- RECORDS SHOWN:
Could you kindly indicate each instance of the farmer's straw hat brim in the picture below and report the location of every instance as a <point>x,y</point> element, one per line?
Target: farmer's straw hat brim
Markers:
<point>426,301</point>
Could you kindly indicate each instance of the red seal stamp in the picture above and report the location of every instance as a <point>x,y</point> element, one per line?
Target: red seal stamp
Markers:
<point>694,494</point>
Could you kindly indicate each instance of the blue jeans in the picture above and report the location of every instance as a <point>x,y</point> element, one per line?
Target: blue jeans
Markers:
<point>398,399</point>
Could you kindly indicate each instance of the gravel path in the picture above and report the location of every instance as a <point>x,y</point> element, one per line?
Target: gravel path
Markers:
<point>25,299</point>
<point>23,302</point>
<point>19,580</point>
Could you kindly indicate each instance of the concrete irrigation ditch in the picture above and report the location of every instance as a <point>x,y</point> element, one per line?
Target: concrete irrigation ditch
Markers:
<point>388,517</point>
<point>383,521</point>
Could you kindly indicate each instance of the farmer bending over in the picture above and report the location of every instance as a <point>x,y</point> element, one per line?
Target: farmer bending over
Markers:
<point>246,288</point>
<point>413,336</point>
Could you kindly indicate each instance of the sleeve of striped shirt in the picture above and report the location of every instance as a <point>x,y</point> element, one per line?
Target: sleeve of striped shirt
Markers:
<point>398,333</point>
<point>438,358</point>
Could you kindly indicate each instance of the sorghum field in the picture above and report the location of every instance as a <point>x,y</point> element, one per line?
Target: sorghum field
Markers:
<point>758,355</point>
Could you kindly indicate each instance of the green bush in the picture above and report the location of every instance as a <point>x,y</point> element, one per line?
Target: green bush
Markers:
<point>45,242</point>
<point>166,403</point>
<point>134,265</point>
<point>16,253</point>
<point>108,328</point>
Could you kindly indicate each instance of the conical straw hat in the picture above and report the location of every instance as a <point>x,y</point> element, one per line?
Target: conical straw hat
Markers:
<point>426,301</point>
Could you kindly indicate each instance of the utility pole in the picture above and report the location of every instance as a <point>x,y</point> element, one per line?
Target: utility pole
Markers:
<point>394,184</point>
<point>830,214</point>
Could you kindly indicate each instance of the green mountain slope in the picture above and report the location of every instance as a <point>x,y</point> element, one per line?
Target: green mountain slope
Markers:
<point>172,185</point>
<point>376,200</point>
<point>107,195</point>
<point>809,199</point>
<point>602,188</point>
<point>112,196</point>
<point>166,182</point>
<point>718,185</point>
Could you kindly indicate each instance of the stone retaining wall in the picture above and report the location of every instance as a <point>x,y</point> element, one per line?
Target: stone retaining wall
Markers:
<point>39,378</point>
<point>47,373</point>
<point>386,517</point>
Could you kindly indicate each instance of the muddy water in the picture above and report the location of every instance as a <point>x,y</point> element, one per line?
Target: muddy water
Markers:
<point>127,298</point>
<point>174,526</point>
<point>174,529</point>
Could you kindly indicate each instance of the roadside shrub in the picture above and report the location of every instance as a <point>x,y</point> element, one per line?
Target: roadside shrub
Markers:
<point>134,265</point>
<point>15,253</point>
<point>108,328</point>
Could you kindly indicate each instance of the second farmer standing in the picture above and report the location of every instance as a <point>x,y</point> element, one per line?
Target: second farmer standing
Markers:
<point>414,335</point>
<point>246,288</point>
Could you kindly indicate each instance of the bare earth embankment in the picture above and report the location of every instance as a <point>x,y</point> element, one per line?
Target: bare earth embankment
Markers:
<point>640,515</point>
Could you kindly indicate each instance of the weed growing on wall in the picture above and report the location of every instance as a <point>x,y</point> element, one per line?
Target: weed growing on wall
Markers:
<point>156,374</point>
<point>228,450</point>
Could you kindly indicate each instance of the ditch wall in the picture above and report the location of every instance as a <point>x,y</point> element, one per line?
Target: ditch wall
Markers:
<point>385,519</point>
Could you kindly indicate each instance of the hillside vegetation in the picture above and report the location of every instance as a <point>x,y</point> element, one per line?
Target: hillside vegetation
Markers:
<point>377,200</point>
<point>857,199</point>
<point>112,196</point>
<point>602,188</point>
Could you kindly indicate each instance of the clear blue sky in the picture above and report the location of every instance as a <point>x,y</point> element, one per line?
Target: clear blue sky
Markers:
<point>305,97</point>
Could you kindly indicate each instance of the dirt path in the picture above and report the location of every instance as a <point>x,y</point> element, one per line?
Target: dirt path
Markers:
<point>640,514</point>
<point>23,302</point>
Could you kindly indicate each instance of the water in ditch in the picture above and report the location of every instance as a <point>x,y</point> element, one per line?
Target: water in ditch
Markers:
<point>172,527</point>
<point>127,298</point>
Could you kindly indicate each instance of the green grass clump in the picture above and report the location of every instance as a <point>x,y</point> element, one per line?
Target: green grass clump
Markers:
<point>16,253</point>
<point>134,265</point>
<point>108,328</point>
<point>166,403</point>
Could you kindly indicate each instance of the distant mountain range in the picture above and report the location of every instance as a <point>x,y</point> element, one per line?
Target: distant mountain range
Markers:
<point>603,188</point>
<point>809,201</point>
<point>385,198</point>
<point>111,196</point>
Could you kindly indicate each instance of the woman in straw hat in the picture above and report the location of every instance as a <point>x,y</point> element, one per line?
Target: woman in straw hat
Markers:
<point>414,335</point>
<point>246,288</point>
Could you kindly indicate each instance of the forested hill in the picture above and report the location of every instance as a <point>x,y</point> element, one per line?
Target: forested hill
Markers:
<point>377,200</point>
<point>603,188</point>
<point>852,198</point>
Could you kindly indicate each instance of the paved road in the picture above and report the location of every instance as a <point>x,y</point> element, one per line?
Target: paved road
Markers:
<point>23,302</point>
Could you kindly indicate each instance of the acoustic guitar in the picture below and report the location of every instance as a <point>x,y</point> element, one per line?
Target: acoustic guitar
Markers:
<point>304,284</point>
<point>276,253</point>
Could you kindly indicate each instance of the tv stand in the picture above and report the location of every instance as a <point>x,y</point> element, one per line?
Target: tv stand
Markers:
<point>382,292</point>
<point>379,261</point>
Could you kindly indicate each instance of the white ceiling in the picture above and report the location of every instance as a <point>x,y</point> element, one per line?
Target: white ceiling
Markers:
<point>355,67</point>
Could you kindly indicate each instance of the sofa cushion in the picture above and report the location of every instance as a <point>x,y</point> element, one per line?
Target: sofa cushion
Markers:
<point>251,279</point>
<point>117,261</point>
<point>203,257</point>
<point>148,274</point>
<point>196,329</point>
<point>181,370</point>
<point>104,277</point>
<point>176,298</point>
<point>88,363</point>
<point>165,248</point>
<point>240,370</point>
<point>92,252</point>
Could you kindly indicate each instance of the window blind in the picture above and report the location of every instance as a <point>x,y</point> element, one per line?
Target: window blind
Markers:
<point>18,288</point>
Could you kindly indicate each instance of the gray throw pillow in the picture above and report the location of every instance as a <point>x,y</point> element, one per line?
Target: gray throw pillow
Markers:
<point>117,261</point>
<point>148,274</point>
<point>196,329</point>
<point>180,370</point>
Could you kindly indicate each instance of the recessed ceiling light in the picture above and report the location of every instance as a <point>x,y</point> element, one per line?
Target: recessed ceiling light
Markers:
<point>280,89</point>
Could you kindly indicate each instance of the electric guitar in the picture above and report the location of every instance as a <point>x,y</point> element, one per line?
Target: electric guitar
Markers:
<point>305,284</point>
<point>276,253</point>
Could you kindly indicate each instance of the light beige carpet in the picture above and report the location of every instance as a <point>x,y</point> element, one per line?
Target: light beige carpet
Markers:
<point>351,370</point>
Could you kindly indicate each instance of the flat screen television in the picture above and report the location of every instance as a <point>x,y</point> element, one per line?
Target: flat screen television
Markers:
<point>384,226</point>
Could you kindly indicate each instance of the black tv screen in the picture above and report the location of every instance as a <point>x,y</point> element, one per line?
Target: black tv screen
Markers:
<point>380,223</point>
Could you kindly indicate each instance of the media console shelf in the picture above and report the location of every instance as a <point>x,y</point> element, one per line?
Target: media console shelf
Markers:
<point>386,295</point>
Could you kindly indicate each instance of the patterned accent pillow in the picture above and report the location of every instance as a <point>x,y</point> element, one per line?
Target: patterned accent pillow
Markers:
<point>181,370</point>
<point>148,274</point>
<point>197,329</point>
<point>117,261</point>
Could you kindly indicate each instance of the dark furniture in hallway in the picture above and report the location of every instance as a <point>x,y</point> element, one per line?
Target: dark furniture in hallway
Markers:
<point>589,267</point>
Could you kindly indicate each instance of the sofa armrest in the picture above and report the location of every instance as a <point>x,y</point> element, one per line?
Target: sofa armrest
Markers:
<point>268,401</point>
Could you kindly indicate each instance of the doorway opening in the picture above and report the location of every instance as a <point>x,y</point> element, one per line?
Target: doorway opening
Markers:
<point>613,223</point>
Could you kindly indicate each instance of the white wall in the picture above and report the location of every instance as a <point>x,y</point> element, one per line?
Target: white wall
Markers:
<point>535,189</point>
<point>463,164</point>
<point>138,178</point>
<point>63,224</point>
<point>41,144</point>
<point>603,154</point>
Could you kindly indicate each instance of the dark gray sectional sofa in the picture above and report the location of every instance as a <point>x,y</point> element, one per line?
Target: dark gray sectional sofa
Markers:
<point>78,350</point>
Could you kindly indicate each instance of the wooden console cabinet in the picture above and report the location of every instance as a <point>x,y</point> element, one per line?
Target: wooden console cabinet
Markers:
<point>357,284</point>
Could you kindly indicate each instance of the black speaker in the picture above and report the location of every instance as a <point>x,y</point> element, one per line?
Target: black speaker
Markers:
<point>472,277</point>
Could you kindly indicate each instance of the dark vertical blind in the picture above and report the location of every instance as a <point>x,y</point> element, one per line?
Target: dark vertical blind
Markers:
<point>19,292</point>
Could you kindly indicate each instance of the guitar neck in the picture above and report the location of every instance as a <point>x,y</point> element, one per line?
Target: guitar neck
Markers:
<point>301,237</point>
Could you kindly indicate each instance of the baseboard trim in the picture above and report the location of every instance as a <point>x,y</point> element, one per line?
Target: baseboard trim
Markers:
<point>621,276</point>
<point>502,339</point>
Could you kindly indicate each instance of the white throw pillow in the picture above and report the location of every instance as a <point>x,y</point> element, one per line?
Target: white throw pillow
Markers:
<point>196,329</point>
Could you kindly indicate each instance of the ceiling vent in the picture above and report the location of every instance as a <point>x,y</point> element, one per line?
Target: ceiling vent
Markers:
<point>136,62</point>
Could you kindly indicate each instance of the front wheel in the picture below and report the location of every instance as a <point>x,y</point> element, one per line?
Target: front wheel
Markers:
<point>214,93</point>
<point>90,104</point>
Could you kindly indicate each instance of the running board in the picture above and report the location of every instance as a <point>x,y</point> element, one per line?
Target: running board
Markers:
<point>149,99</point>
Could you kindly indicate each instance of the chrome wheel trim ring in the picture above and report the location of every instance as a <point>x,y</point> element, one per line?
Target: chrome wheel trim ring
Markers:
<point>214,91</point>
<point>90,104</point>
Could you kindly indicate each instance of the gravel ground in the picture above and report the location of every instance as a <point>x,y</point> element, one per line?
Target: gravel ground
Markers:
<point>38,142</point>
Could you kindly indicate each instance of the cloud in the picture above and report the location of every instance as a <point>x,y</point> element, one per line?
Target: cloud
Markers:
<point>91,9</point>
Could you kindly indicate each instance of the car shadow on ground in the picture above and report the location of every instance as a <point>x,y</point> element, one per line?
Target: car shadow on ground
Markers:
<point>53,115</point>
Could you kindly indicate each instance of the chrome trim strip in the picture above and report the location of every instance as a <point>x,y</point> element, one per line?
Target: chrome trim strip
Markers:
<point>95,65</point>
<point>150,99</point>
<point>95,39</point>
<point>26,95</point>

- INSTRUCTIONS TO FOLLOW:
Count the lines of the records that include the word "sleeve". Give the number by itself.

- SOLUTION:
2